**Problem requirements**
Write out the rows from the line with "Target: man standing in field" up to and including the line with "x=207 y=179", swapping "stalk" for "stem" and leaving everything else unchanged. Give only those lines.

**Data lines**
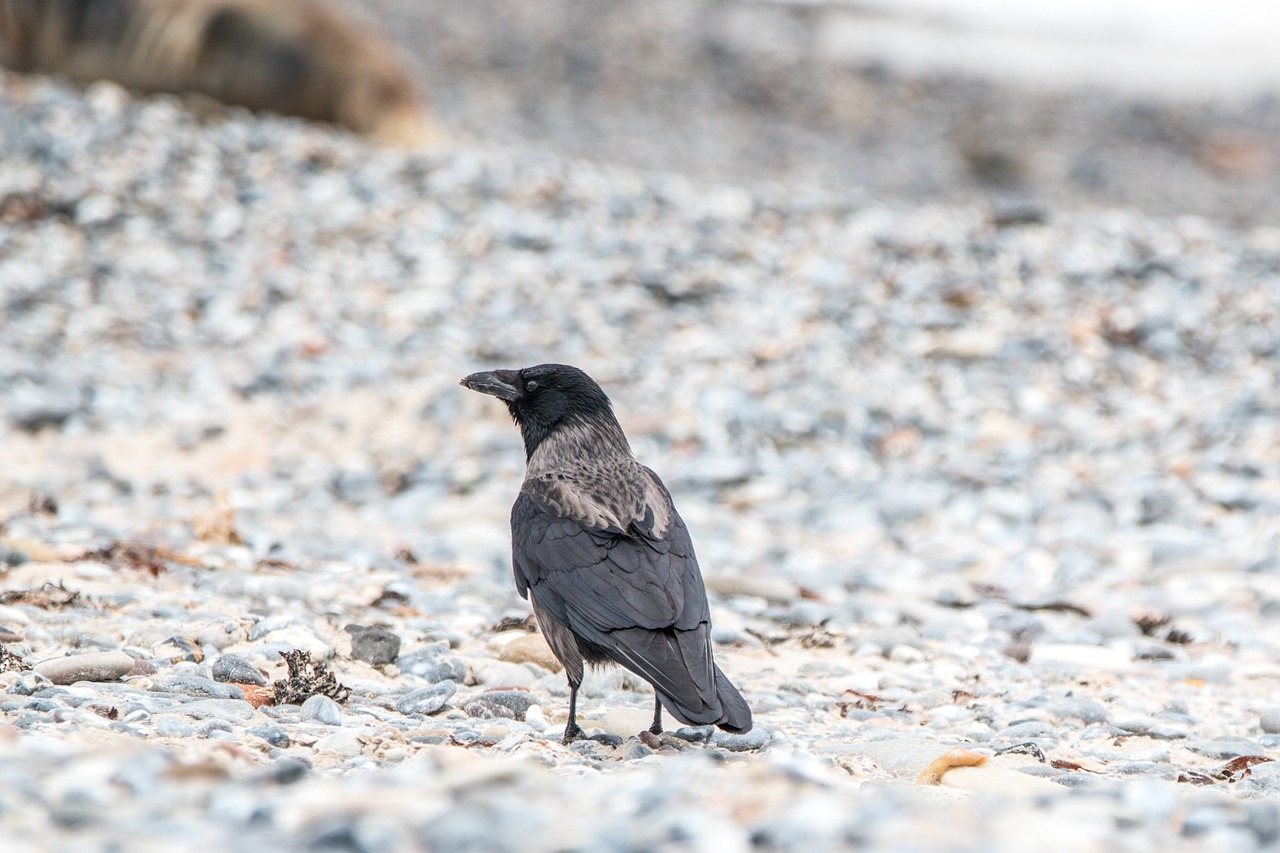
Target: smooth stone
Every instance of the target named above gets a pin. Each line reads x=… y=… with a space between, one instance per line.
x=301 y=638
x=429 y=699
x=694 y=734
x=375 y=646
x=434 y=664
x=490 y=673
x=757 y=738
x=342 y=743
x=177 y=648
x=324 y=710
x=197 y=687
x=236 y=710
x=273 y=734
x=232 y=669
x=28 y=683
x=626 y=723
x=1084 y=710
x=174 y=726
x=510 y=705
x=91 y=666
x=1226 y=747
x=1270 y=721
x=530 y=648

--

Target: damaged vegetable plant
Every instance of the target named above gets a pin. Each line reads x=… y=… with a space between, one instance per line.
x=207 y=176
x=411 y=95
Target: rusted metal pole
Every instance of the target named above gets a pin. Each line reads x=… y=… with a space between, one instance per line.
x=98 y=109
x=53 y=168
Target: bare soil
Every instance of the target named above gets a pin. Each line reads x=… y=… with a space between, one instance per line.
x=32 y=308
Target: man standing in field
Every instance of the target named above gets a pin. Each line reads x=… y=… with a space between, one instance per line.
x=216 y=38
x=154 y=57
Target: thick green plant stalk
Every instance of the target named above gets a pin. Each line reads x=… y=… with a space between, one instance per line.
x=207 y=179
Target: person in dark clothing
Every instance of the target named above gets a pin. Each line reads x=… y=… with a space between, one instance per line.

**Solution to this problem**
Target: man standing in field
Every instance of the target named above gets a pin. Each line reads x=… y=… with a space between, one instance per line.
x=216 y=38
x=154 y=57
Target: thick green plant stem
Every instance of the target named above gets a pin. Each line reads x=… y=… with a space between, one instance per line.
x=207 y=179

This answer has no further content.